Supplied material

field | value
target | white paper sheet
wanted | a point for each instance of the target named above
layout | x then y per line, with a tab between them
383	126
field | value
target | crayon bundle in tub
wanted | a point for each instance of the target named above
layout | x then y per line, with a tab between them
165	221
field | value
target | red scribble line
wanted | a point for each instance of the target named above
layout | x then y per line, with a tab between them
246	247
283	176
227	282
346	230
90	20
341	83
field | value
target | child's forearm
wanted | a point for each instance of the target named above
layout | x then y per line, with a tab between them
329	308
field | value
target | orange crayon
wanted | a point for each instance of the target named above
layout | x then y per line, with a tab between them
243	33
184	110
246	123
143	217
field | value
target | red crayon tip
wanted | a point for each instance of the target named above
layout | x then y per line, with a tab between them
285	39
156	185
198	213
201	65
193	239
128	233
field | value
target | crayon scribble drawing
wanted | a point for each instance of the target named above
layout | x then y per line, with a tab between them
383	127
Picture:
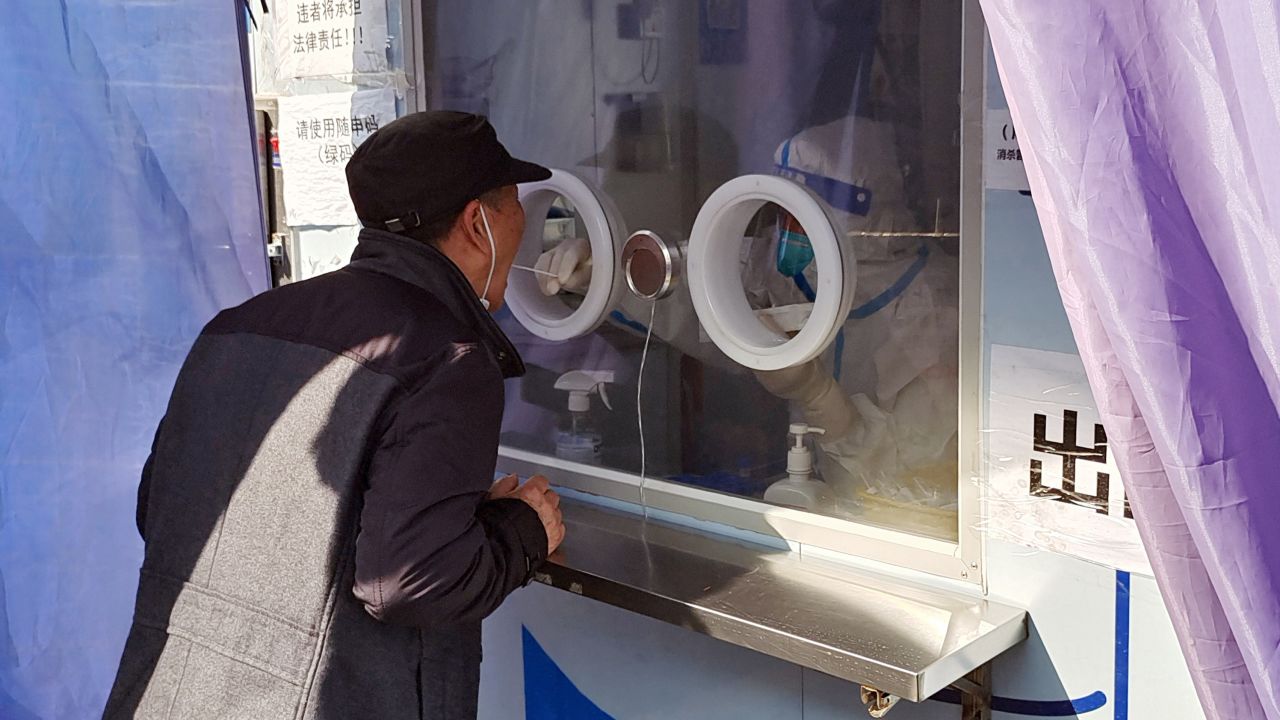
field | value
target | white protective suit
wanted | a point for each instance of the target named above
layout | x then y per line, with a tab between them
891	409
897	365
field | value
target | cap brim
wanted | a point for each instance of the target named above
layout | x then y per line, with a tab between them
521	172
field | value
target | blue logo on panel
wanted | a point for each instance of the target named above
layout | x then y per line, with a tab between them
549	695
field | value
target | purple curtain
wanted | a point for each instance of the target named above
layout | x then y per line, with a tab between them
1151	131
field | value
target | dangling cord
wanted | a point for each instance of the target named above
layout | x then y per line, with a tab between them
644	358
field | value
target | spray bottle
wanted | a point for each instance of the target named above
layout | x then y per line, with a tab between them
577	440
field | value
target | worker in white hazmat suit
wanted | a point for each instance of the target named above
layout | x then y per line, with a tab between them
891	436
886	390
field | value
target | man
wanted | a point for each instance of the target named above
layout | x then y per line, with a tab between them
321	536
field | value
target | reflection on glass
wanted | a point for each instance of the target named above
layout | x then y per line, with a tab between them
854	99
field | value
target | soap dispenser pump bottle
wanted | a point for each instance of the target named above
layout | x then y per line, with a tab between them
577	440
800	488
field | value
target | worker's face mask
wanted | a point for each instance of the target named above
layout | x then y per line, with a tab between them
795	251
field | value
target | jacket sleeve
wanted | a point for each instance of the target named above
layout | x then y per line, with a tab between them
145	486
432	548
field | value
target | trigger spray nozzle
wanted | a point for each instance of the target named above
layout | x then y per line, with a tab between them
581	384
799	458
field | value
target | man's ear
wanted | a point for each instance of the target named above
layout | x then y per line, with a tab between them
471	223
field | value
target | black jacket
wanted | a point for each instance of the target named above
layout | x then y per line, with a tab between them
319	541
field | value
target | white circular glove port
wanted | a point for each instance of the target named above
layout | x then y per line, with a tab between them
549	317
716	282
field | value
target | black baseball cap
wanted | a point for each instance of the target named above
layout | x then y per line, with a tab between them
428	165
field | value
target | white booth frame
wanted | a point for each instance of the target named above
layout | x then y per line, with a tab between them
961	560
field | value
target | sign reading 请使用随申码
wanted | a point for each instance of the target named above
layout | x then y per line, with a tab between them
318	135
329	37
1052	479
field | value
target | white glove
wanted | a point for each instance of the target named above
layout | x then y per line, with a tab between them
570	267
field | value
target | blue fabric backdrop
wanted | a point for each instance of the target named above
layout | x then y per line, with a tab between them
128	215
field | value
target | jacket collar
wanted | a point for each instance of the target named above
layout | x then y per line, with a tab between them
425	267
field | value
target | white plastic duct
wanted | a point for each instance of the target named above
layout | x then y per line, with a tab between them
553	318
716	281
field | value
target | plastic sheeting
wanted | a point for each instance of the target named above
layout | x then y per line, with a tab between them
128	214
1151	133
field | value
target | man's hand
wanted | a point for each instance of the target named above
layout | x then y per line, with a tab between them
568	265
539	495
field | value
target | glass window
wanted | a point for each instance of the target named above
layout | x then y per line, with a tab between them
659	103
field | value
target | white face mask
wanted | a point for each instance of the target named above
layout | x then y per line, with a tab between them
493	259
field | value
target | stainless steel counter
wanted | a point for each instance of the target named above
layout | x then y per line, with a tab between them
867	628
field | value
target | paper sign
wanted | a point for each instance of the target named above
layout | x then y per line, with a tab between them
1054	482
318	136
321	250
329	37
1002	160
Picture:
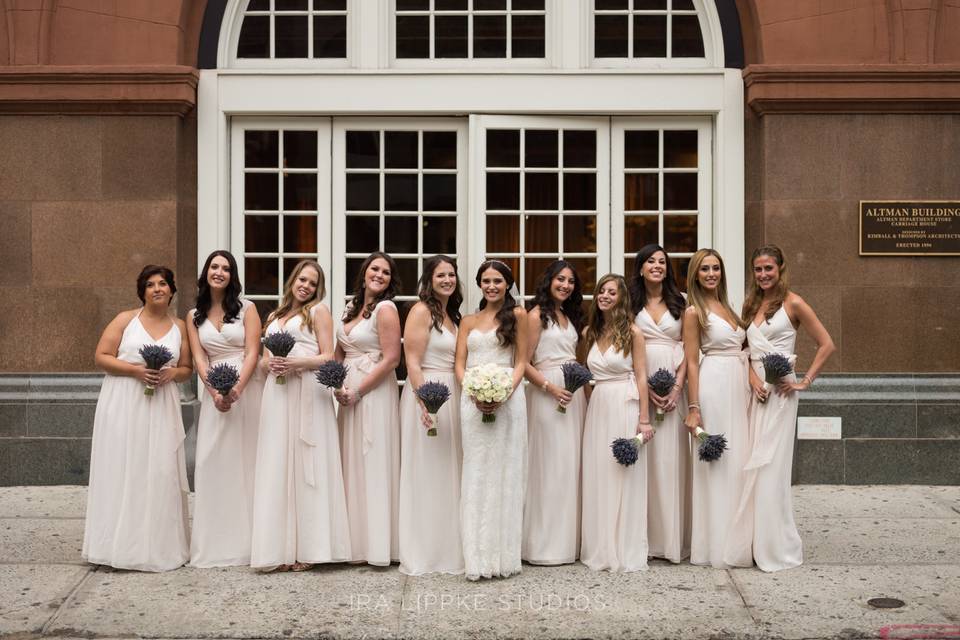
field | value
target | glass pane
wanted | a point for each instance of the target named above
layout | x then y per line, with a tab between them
640	192
680	234
439	234
490	36
579	148
363	192
400	149
503	148
400	192
450	37
680	191
260	234
400	234
541	234
542	191
640	149
300	149
261	191
329	36
440	192
503	191
300	192
680	149
638	231
580	191
363	149
439	150
261	148
290	37
579	234
541	149
254	40
649	36
363	234
300	234
407	272
611	34
503	234
413	36
260	276
687	42
527	37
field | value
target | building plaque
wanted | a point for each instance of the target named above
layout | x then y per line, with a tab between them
909	228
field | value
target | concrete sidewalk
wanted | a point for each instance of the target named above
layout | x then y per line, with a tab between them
860	542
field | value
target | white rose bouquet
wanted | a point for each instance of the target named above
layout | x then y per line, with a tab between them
488	383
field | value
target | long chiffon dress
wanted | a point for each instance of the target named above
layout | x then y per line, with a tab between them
370	441
718	485
551	512
226	456
137	502
668	454
299	509
767	503
614	533
430	470
494	471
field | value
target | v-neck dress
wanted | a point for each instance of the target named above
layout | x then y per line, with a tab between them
137	501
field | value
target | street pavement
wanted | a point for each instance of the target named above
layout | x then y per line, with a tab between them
860	543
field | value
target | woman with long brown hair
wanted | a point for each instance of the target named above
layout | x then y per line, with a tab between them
718	393
614	524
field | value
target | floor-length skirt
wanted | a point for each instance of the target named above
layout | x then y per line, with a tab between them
370	441
224	479
614	521
718	485
299	511
137	502
429	522
551	512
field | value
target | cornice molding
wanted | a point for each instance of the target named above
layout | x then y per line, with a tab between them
899	88
162	90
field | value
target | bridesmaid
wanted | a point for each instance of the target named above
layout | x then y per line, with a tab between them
773	313
224	329
614	497
718	396
430	465
551	514
299	509
368	342
137	502
658	307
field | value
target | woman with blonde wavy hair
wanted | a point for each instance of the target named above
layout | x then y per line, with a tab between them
718	394
299	508
614	519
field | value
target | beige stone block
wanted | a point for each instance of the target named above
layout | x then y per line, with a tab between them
15	253
101	243
49	157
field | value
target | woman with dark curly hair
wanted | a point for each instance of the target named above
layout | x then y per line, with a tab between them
368	342
551	511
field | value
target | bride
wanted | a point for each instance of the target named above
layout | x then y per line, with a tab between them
494	454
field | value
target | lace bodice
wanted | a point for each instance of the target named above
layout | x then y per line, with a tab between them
484	347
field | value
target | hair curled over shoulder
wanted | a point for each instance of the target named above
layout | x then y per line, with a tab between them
231	298
506	321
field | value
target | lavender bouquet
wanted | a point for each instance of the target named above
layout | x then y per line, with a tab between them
433	395
575	375
155	356
280	344
711	447
331	374
661	383
223	378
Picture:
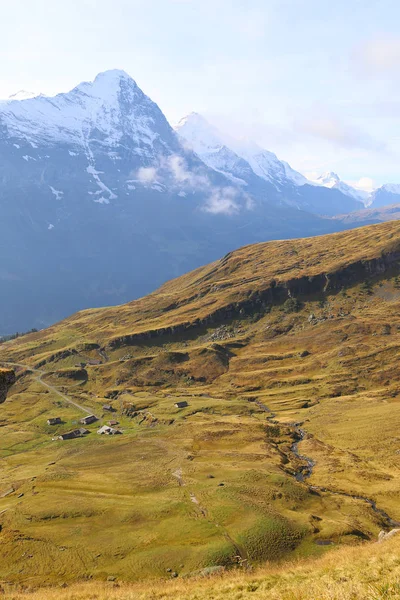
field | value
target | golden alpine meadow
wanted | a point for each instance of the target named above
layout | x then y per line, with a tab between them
235	433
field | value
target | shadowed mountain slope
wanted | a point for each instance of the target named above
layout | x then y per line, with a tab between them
259	399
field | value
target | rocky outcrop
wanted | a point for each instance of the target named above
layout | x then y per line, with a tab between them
7	378
386	535
275	293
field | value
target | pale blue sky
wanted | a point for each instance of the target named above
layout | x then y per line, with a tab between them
315	81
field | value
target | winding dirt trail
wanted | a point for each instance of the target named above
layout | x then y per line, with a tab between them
38	377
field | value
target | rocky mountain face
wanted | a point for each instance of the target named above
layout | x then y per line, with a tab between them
102	201
385	195
7	378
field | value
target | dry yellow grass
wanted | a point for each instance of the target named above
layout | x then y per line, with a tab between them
368	573
133	506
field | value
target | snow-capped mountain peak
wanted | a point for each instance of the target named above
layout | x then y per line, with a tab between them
333	181
206	140
328	179
199	134
112	105
22	95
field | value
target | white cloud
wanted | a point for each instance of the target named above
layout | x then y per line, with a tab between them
146	174
222	201
379	55
364	183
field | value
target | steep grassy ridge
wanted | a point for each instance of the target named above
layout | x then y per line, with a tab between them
287	356
369	573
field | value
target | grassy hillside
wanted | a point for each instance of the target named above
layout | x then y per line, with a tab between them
368	573
286	354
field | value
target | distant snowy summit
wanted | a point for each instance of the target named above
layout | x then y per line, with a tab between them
332	180
233	157
222	152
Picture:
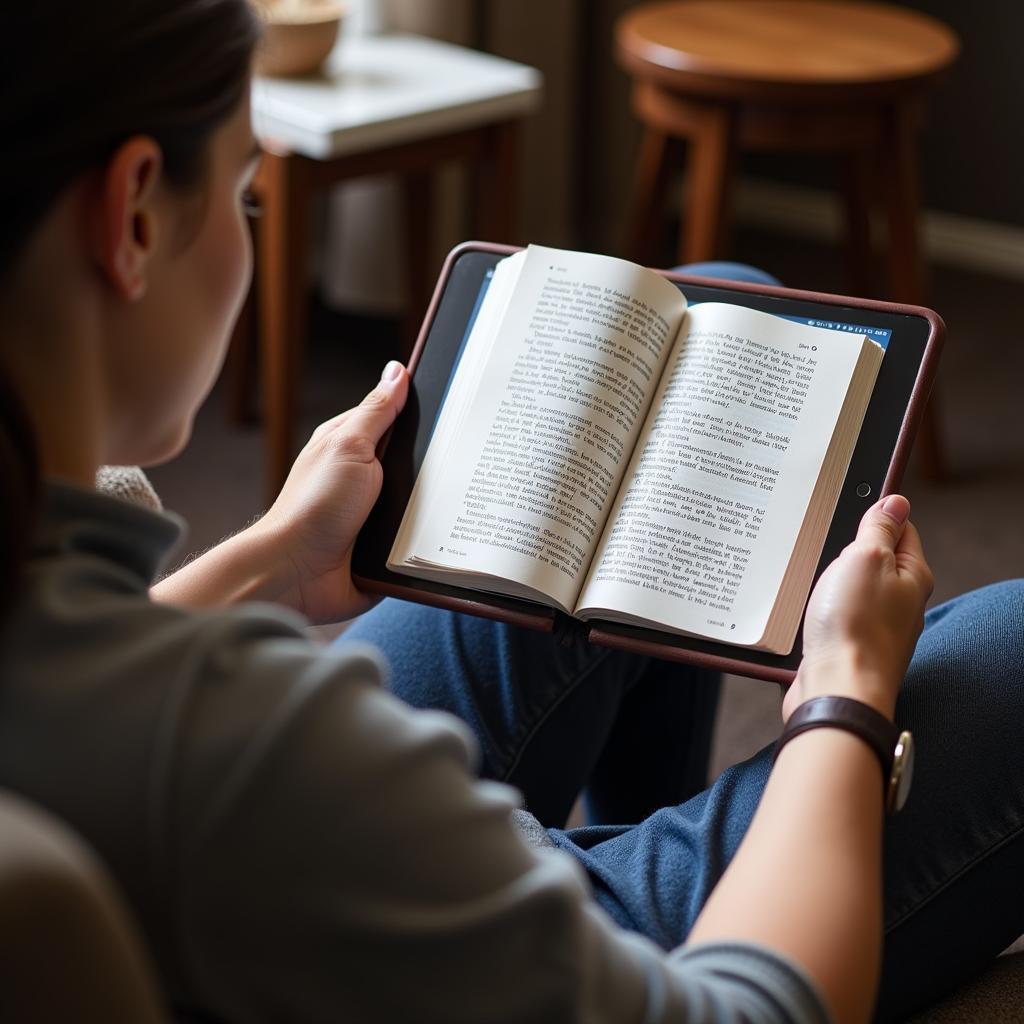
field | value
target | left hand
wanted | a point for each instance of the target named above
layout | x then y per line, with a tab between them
326	500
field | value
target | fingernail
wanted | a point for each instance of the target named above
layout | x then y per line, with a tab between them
897	507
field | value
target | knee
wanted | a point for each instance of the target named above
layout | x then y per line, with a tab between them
973	646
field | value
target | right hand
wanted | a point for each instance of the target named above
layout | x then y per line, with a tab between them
865	613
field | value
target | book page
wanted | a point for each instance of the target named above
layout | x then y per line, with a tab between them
720	482
540	423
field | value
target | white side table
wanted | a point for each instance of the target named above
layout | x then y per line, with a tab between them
385	104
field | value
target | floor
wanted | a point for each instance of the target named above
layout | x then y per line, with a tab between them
971	521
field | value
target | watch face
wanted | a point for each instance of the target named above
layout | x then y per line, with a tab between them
902	775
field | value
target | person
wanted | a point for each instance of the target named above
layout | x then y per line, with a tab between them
296	842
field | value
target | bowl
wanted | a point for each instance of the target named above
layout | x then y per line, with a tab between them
298	35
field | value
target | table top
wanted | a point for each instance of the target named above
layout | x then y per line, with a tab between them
378	91
795	41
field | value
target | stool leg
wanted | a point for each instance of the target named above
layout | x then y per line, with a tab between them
418	226
857	179
906	274
283	294
650	181
712	165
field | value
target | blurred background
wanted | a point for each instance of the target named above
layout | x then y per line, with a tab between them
574	170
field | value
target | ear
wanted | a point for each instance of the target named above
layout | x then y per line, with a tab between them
127	221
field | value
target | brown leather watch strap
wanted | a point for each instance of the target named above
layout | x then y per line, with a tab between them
853	716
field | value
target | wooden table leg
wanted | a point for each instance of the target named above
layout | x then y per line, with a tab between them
498	203
419	218
650	182
857	181
906	271
239	365
712	163
283	295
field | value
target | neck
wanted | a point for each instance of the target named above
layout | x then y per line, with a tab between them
49	353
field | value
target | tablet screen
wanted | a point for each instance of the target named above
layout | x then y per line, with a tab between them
904	337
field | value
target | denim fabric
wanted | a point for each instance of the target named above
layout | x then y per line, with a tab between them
555	714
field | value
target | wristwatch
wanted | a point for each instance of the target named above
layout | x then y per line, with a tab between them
893	745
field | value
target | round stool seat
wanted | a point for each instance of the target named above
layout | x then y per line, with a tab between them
834	77
800	49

Exercise prompt
Within the listing above, give again exactly every line from the line with "target | bridesmaid" through the line with "target | beige stone block", both included, and no other line.

Exercise result
target | bridesmaid
wanted | a point for each instance of the target named above
layout | x then y per line, with a tab between them
773	313
224	329
614	497
718	396
430	465
551	514
299	509
368	342
137	502
658	307
field | value
target | woman with blonde wavy hair
wanted | a point for each instance of the target named above
layout | x then y per line, with a tab between them
718	394
299	508
614	519
field | value
target | beige stone block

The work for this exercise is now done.